MATERIAL SUPPLIED:
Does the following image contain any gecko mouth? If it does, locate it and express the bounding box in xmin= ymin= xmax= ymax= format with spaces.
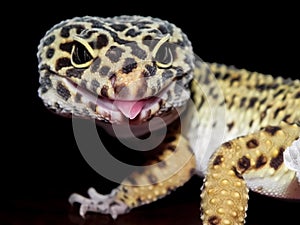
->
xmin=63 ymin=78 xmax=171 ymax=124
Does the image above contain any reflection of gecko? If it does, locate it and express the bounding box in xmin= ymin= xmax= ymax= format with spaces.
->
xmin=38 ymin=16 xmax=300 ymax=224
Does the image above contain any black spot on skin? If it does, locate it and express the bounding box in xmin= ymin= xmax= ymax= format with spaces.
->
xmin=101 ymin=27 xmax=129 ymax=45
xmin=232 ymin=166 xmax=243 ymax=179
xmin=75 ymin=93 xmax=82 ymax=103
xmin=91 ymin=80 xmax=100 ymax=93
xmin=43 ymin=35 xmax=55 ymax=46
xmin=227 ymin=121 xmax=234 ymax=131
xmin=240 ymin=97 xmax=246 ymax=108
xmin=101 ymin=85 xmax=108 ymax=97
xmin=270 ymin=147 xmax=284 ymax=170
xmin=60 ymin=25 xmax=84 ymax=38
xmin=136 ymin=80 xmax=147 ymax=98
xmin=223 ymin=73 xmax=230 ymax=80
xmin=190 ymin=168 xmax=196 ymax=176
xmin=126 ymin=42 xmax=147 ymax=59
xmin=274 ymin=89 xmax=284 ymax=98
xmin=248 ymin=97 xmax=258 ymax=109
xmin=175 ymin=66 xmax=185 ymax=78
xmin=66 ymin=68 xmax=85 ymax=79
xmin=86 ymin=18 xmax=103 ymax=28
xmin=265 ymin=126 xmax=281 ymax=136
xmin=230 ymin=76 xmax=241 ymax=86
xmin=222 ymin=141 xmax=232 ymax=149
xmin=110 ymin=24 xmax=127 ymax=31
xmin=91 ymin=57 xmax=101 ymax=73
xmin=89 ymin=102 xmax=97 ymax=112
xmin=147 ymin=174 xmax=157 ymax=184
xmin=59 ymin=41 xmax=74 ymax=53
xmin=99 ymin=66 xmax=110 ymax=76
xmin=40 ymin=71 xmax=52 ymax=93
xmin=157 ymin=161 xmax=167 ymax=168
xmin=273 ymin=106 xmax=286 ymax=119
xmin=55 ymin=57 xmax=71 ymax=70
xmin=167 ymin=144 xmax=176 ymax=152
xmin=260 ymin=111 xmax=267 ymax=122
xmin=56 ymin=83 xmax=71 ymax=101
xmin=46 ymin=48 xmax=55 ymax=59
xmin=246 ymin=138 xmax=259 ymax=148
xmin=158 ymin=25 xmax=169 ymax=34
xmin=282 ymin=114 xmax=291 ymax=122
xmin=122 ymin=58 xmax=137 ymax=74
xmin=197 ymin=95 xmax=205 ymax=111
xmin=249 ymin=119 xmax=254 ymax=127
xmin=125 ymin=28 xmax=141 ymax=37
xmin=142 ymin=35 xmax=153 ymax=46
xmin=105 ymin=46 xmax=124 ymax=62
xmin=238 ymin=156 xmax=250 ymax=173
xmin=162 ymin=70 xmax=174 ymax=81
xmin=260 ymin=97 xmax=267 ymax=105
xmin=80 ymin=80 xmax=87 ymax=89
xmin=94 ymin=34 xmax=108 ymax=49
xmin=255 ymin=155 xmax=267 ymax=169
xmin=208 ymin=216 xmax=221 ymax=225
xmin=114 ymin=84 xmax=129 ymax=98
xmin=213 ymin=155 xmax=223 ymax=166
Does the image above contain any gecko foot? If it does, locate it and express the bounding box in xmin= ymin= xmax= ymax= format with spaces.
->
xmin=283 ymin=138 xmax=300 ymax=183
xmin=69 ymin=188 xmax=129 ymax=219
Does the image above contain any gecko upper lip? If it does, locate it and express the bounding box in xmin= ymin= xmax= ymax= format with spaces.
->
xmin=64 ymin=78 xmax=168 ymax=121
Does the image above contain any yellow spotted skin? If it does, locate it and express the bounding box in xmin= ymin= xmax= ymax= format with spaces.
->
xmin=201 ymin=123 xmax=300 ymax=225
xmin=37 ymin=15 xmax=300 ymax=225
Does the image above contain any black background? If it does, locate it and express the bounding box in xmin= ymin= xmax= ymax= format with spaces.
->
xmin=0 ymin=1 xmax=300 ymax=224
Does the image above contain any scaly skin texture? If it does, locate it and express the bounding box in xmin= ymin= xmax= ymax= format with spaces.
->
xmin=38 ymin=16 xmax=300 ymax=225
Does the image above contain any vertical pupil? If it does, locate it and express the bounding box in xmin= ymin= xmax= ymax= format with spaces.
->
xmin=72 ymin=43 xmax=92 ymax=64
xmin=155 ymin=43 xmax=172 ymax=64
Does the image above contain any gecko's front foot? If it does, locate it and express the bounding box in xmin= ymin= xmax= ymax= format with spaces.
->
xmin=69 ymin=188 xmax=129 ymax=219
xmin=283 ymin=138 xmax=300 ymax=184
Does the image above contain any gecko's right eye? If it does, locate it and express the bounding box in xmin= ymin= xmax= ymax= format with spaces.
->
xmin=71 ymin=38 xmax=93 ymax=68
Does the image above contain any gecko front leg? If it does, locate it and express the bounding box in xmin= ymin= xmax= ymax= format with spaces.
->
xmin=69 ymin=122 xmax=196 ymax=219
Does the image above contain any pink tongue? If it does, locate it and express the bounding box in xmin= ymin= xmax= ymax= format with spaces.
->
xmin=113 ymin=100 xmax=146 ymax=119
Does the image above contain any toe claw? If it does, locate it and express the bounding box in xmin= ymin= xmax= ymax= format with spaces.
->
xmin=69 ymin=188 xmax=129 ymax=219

GOAL: Begin at the line that has "Does the image above contain any black background?" and stop after the line that has "xmin=283 ymin=138 xmax=300 ymax=184", then write out only those lines again, requests included. In the answers, multiply every bounding-box coordinate by 0.2 and round to whole numbers, with halves rounded up; leave the numbers in the requests and their format samples unchanged.

THE COMPLETED TASK:
Does the image above contain any black background? If it does, locate it and express the bounding box in xmin= ymin= xmax= ymax= format with spaces.
->
xmin=0 ymin=0 xmax=60 ymax=45
Does the image above contain any scaly skin texture? If it does, locate it and express the bounding box in xmin= ymin= xmax= ymax= format with spaces.
->
xmin=8 ymin=3 xmax=60 ymax=45
Does the image above contain any vertical pupil? If it does, locate it and express the bounding box in xmin= ymin= xmax= ymax= format with spaces.
->
xmin=14 ymin=9 xmax=18 ymax=13
xmin=31 ymin=9 xmax=34 ymax=13
Does the image above contain any gecko's front foot? If it does, locate it and express the bounding box in xmin= ymin= xmax= ymax= format with spaces.
->
xmin=14 ymin=38 xmax=26 ymax=44
xmin=57 ymin=28 xmax=60 ymax=37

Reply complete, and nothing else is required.